Chronique

Hommage à Hervé Gourdel au Trocadéro

Entre recueillement et colère

« Si j’avais leur âge, je serais l’un des leurs ! » disait Bouteflika en parlant des terroristes lors de sa campagne pour la concorde civile en 1999. N’est-ce pas le meilleur gage de soutien pour les sanguinaires de 2014, ceux-là mêmes qui ont décapité Hervé Gourdel ?

Quelque 300 personnes se sont rassemblées ce samedi après-midi sur le parvis des Droits de l’Homme au Trocadéro pour dénoncer l’assassinat abject et odieux de Hervé Gourdel mercredi dernier dans le giron du Djurdjura. La tristesse se lisait sur tous les visages des femmes et des hommes qui ont fait le déplacement pour prendre part à ce moment de recueillement. Des anonymes mais aussi des militants associatifs se sont succédé à la tribune pour exprimer leur soutien à la famille de la victime, pour rappeler que l’islamisme est une gangrène importée en Kabylie, pour fustiger le pouvoir d’Alger ; prompt à entretenir des poches terroristes dans une région réfractaire à la politique de Bouteflika.

Parmi les intervenants, il y avait Ferhat Mehenni, le maquisard de la chanson engagée, qui s’est fendu d’une violente diatribe envers le pouvoir et les islamistes, après une minute de silence à la mémoire de Hervé Gourdel. Il est revenu sur la situation délétère dans laquelle s’embourbe la Kabylie. Cette dérive a atteint, rappelons-le, son paroxysme avec la décapitation de Hervé Gourdel par le groupe d’Abdelmalek Gouri, alias Khaled Abou Souleymane, chef sanguinaire des Jund el Khilafah, nébuleuse terroriste affiliée de fraîche date au Daesh.

● ● ● ● ● ● ●

■ **Consigne 1**: Renvoie toutes les lignes de la liste où figure le mot « dark ».
La chronique et la liste n'ont aucun lien entre elles.

Annotations de position:
● ● ● ● ● ● ●

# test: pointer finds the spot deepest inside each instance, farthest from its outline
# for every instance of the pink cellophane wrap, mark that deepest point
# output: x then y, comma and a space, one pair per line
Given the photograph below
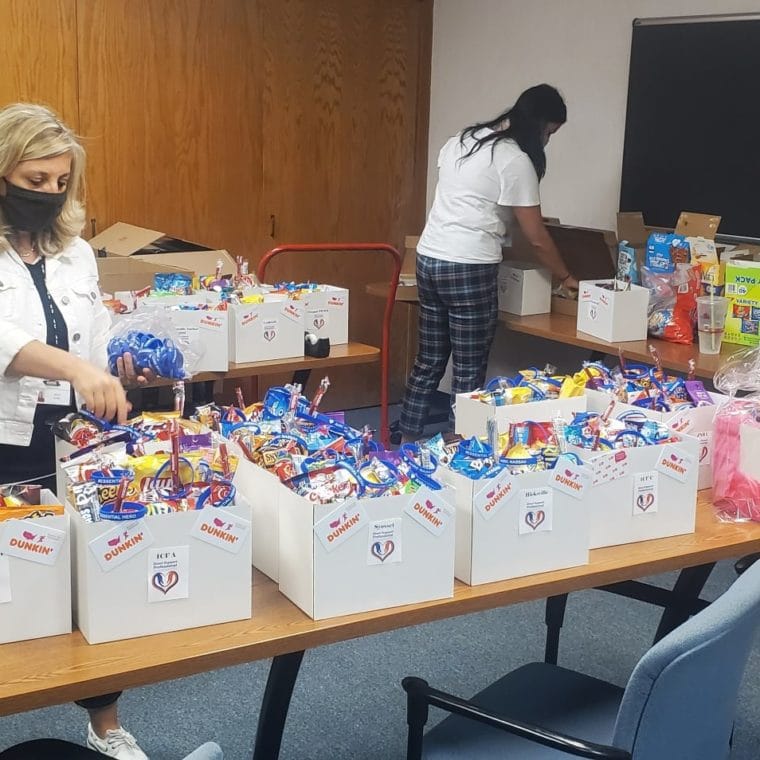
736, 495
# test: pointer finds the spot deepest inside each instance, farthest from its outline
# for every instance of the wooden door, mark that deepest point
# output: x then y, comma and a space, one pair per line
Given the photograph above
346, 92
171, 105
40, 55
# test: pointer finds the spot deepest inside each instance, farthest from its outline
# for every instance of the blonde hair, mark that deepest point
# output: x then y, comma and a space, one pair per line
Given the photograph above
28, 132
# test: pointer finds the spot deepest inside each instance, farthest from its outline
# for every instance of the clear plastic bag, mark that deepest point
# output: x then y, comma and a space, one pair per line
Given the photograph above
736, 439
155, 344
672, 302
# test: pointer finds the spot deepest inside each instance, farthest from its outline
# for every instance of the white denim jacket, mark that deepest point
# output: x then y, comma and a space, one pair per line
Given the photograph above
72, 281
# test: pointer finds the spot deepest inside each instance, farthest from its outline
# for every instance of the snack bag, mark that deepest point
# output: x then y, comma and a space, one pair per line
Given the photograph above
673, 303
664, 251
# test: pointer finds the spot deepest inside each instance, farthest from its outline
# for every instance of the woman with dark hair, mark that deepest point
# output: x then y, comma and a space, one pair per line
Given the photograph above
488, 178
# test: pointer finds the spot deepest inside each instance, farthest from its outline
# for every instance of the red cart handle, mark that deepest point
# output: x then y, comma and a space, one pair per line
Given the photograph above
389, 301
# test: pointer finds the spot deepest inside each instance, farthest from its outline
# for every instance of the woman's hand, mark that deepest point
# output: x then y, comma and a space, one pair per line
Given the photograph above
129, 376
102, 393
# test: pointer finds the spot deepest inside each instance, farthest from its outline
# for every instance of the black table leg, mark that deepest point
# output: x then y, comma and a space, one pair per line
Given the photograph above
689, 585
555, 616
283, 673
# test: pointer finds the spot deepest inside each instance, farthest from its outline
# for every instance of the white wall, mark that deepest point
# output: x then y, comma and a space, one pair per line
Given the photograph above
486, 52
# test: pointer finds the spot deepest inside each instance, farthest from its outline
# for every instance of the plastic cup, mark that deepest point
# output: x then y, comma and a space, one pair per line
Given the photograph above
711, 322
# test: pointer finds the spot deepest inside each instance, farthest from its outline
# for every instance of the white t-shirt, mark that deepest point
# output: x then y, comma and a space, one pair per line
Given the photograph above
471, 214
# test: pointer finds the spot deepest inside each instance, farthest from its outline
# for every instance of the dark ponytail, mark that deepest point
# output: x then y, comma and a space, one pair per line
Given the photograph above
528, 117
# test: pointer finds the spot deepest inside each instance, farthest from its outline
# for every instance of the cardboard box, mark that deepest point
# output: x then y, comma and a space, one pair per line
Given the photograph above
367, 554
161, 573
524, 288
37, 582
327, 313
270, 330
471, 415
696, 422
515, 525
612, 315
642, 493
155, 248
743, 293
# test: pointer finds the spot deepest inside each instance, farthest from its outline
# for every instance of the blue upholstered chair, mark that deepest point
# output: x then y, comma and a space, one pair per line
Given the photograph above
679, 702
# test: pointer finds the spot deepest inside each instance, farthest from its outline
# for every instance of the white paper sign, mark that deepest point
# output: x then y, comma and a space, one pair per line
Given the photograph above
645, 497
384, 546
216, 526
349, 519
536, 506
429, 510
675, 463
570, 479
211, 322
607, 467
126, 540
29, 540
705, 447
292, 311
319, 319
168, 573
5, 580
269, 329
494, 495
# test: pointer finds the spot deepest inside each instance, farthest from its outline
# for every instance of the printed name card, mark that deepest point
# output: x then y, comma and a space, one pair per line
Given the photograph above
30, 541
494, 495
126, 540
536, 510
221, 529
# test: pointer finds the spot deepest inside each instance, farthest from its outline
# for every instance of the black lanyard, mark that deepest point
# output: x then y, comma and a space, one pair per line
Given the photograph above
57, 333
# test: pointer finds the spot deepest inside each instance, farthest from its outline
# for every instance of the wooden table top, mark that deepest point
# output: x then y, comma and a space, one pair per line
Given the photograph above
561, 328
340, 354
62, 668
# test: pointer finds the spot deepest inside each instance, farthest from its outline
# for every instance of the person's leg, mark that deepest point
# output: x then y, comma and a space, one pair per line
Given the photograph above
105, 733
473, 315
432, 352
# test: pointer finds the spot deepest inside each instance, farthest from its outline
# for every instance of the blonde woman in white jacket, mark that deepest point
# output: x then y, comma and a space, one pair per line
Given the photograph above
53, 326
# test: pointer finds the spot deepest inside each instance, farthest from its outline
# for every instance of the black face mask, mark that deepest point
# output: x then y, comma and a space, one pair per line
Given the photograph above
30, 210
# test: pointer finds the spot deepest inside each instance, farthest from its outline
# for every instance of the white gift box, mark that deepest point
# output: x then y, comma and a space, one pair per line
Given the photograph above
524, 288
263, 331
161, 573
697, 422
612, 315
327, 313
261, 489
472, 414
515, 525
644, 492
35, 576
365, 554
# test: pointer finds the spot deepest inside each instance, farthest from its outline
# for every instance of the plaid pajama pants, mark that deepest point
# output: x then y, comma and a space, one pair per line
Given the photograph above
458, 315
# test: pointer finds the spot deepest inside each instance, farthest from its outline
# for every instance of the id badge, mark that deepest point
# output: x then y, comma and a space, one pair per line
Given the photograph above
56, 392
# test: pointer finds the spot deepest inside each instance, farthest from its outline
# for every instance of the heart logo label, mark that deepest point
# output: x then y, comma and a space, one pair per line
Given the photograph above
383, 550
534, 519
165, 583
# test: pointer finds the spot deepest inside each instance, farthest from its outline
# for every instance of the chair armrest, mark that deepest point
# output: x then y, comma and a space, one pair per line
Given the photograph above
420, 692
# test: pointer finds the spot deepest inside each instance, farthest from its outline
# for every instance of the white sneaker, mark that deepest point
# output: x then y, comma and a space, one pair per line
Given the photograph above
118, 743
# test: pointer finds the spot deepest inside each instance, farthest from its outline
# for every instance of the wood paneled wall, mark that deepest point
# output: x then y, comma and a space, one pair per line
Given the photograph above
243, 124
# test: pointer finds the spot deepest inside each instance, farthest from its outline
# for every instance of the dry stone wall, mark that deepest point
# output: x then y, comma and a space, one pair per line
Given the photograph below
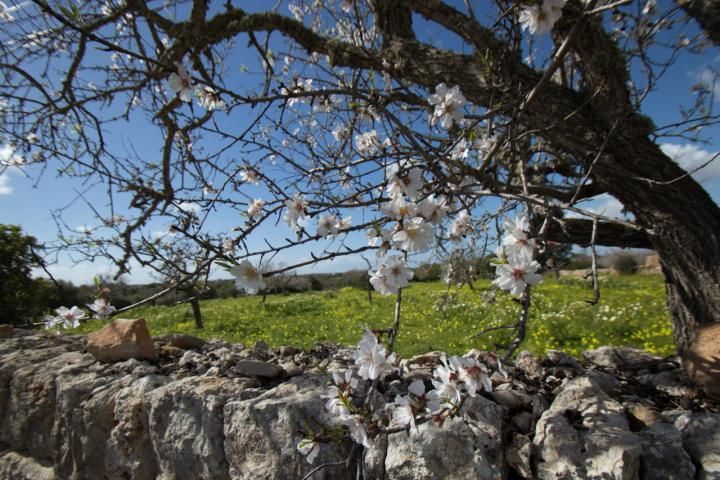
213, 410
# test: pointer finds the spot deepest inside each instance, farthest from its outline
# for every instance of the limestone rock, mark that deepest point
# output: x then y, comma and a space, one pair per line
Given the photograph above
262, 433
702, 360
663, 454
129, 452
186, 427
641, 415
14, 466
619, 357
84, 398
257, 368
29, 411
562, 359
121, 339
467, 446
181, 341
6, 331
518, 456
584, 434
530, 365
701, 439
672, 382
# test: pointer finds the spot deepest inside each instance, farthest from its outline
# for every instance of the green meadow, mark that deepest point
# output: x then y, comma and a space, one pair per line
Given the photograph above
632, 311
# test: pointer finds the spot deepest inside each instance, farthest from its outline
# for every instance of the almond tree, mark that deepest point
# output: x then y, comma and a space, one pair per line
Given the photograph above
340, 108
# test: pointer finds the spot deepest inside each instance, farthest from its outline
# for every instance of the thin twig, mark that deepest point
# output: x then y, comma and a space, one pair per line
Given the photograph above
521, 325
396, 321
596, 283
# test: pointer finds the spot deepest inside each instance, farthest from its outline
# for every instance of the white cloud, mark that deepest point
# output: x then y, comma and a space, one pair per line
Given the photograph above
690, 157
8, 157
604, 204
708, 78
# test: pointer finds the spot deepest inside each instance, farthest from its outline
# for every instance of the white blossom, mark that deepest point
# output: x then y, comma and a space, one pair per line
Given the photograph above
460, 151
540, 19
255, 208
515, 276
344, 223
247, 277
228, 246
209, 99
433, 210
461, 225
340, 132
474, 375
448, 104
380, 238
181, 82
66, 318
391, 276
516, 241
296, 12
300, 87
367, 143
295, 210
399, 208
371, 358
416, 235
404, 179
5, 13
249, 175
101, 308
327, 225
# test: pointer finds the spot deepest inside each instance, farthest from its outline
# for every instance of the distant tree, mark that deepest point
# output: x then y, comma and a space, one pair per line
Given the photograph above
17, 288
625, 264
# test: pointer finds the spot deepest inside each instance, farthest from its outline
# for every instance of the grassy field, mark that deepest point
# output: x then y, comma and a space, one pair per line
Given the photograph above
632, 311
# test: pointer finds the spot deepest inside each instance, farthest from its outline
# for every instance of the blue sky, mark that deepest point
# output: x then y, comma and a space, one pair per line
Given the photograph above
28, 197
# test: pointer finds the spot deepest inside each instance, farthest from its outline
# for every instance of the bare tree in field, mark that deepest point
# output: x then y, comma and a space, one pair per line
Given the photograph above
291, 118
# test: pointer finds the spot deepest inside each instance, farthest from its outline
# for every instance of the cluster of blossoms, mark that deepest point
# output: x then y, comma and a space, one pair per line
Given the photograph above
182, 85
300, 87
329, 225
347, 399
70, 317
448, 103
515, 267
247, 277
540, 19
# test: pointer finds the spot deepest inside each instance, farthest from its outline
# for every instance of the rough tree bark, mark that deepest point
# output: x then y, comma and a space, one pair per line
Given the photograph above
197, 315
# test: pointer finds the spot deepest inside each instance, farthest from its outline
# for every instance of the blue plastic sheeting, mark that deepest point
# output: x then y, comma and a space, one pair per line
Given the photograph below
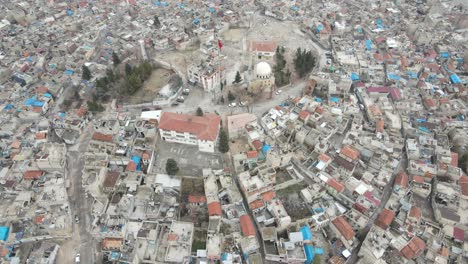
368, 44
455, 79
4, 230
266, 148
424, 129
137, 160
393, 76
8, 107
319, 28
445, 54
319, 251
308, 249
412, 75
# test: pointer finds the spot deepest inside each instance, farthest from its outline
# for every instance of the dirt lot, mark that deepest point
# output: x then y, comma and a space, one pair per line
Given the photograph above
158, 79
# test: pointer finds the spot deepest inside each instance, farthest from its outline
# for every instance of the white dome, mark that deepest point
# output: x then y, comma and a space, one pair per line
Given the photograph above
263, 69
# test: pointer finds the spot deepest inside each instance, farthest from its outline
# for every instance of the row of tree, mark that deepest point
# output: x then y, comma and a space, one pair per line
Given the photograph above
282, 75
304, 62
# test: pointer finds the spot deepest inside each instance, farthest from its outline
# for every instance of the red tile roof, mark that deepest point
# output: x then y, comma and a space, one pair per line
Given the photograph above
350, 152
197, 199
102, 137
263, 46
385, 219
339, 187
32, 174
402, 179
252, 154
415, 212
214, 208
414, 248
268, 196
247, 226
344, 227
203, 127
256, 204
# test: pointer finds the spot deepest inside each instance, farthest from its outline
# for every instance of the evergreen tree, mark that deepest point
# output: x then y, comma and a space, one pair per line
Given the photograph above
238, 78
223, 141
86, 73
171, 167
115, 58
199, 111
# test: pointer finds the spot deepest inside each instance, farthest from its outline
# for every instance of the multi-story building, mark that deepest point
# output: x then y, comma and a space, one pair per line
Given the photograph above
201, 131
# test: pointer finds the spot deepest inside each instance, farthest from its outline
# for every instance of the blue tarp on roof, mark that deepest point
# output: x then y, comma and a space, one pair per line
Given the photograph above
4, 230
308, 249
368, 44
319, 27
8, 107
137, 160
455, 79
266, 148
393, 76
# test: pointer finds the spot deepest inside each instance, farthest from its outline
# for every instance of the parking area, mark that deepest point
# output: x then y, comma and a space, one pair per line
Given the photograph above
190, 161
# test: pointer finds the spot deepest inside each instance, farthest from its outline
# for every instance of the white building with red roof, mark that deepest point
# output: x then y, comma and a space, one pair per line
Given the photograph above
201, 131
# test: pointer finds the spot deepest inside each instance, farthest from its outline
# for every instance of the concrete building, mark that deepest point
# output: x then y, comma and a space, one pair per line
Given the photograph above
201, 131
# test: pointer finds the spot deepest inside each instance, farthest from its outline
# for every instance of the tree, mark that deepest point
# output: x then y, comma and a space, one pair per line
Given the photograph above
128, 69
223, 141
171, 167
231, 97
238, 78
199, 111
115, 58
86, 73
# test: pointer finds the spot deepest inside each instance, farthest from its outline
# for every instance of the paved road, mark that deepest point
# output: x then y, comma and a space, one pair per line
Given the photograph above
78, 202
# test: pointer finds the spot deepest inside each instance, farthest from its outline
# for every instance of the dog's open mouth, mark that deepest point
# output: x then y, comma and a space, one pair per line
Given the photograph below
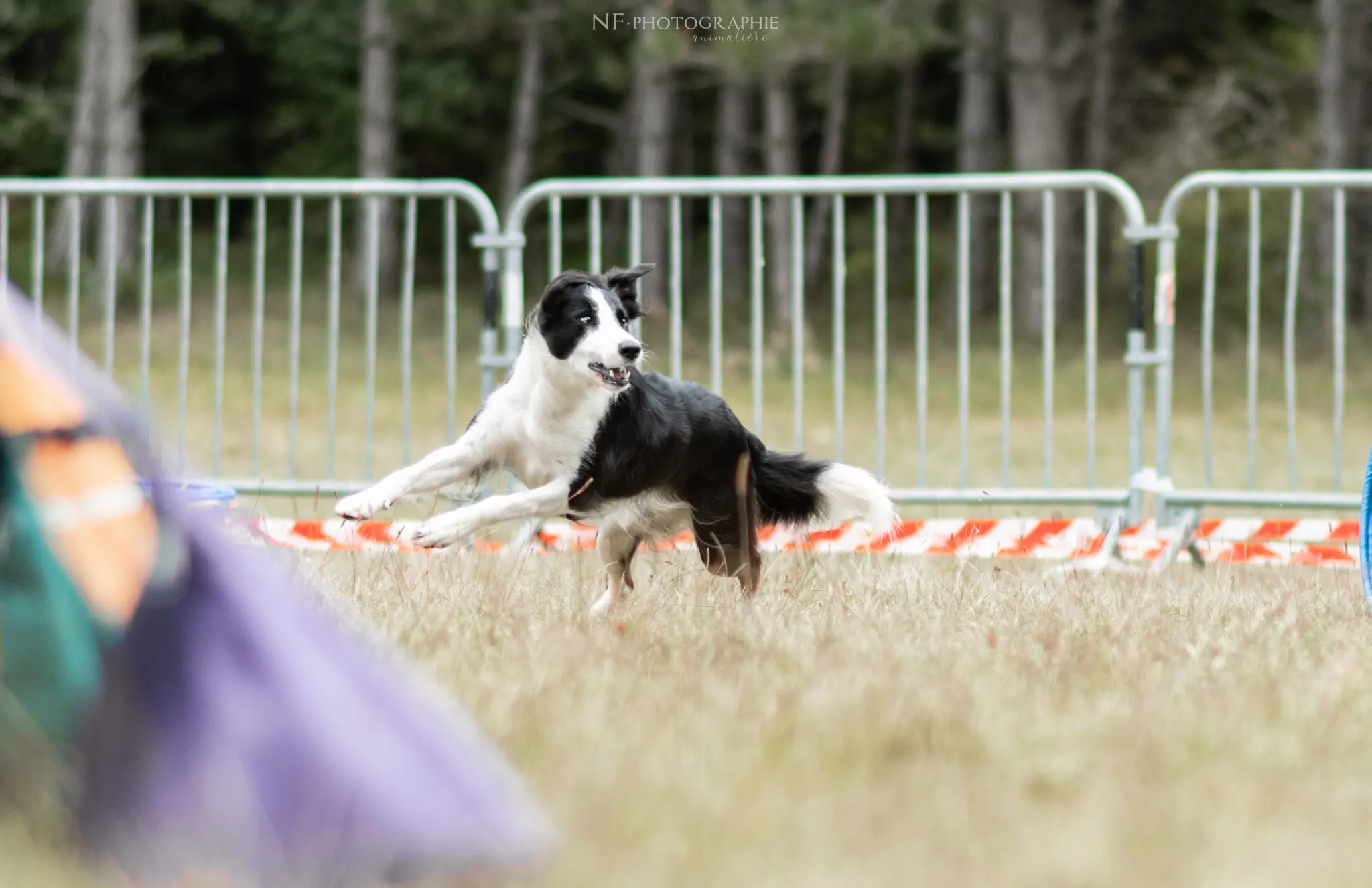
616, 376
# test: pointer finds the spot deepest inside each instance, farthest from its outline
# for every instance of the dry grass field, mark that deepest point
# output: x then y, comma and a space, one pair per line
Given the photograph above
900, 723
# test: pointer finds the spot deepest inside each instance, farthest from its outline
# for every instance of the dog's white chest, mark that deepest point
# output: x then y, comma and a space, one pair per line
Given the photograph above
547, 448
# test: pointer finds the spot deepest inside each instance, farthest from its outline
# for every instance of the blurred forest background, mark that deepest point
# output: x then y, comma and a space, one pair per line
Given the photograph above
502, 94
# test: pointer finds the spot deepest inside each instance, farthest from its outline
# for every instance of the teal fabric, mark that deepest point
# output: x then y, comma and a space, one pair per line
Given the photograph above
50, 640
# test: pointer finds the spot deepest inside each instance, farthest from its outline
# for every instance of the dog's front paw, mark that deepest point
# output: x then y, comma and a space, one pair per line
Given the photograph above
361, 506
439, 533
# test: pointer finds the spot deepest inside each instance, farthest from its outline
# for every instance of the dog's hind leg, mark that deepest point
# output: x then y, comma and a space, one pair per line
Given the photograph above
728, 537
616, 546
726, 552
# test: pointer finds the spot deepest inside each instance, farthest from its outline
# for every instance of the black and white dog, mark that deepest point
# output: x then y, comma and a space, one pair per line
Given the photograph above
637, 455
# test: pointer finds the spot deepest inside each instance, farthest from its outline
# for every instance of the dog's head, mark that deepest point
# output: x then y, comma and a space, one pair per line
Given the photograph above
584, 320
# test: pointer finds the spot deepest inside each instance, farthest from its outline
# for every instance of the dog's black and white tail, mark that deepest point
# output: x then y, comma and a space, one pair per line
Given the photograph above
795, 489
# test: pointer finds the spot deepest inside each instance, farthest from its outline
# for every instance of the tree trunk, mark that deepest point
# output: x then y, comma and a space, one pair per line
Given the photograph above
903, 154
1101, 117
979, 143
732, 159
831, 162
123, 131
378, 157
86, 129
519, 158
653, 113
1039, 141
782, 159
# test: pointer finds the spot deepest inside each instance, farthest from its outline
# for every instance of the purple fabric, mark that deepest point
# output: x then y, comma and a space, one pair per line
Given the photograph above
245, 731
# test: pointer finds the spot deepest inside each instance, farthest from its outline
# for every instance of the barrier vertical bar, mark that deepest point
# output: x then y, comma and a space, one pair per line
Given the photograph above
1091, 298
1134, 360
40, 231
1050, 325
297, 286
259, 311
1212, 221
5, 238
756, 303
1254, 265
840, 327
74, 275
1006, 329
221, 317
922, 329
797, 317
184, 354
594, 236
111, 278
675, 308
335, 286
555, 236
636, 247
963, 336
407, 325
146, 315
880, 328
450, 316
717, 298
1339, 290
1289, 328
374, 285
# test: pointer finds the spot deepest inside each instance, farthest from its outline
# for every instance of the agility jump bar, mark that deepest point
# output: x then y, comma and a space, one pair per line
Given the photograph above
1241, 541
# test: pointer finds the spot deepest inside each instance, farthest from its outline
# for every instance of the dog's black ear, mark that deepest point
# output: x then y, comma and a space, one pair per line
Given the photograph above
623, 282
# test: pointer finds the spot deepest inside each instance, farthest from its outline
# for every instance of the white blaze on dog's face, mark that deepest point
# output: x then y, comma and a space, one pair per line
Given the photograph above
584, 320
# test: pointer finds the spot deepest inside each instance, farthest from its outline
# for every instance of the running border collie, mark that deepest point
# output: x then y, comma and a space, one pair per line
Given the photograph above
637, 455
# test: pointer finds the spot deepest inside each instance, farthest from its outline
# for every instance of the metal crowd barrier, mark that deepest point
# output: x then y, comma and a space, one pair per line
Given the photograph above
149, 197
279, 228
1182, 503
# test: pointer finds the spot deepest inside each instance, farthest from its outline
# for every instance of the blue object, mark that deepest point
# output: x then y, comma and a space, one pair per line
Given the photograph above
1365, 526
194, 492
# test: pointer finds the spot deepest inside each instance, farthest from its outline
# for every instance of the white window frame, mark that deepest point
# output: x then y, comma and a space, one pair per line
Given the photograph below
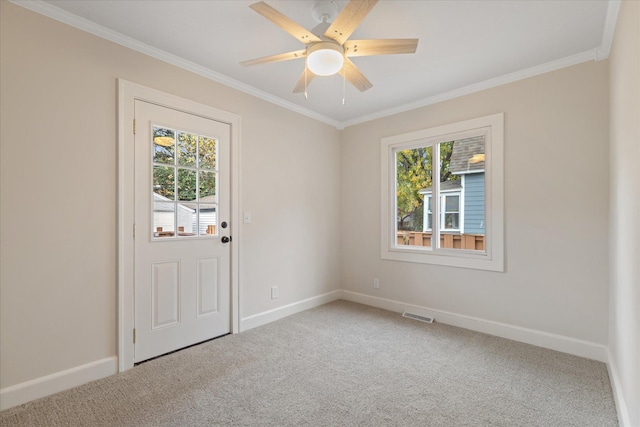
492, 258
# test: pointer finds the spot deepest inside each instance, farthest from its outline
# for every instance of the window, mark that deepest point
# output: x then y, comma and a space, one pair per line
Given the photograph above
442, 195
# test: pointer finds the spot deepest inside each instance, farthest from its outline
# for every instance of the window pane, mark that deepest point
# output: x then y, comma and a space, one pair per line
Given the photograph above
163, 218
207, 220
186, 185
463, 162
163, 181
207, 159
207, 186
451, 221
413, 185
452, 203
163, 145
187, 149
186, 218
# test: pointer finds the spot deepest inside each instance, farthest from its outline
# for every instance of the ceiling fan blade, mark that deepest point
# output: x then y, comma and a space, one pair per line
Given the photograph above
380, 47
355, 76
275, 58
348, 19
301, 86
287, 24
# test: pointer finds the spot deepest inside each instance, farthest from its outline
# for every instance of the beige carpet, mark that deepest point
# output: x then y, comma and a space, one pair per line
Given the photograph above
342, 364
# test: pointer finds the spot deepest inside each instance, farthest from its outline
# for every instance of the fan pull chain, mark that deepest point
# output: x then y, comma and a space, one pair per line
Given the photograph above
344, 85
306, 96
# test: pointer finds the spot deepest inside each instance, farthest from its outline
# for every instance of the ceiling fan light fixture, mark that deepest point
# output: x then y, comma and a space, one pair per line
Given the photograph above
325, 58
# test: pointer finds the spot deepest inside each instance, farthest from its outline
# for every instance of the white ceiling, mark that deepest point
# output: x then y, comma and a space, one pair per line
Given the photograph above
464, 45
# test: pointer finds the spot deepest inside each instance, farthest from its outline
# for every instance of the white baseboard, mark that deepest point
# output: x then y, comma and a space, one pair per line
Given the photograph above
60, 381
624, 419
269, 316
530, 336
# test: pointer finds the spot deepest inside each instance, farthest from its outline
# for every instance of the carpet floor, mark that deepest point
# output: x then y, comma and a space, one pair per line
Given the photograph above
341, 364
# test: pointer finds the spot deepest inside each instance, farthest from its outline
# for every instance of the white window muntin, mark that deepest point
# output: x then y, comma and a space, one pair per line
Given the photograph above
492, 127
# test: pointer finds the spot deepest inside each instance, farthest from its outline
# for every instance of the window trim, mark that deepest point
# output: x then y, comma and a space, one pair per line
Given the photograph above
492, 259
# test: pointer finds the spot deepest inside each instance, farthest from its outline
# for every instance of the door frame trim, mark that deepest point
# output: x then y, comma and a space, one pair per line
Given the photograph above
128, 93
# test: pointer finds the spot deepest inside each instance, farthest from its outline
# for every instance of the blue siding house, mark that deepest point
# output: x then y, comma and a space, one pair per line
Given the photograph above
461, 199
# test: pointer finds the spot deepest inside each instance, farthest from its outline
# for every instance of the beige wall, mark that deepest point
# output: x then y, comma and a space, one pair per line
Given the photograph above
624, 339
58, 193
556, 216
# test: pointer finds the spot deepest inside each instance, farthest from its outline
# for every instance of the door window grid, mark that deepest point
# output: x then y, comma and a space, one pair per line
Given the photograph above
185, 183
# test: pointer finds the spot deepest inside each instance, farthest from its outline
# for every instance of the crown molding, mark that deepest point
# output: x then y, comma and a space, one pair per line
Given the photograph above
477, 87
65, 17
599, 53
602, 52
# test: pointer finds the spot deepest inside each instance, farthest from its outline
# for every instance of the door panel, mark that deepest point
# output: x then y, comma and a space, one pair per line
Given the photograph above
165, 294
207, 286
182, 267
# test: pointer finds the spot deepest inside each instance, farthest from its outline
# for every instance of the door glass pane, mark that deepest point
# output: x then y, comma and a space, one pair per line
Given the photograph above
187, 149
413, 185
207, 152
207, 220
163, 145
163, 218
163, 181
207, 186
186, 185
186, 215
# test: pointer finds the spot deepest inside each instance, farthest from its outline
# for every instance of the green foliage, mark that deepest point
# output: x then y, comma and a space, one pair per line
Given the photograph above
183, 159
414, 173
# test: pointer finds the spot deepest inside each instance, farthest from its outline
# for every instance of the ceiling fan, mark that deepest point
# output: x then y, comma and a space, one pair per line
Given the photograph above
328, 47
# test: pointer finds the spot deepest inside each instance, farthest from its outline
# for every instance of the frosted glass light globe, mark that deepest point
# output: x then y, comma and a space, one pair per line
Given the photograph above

● ● ● ● ● ● ●

■ **Consigne 2**: Redonne mot pour mot le passage de la chronique qui va de « Hommage à Hervé » à « décapité Hervé Gourdel ? ».

■ **Corrigé détaillé 1**:
# for every instance of the woman with dark hair, mark that deepest point
# for every instance of the dark ponytail, mark that deepest point

■ **Corrigé détaillé 2**:
Hommage à Hervé Gourdel au Trocadéro

Entre recueillement et colère

« Si j’avais leur âge, je serais l’un des leurs ! » disait Bouteflika en parlant des terroristes lors de sa campagne pour la concorde civile en 1999. N’est-ce pas le meilleur gage de soutien pour les sanguinaires de 2014, ceux-là mêmes qui ont décapité Hervé Gourdel ?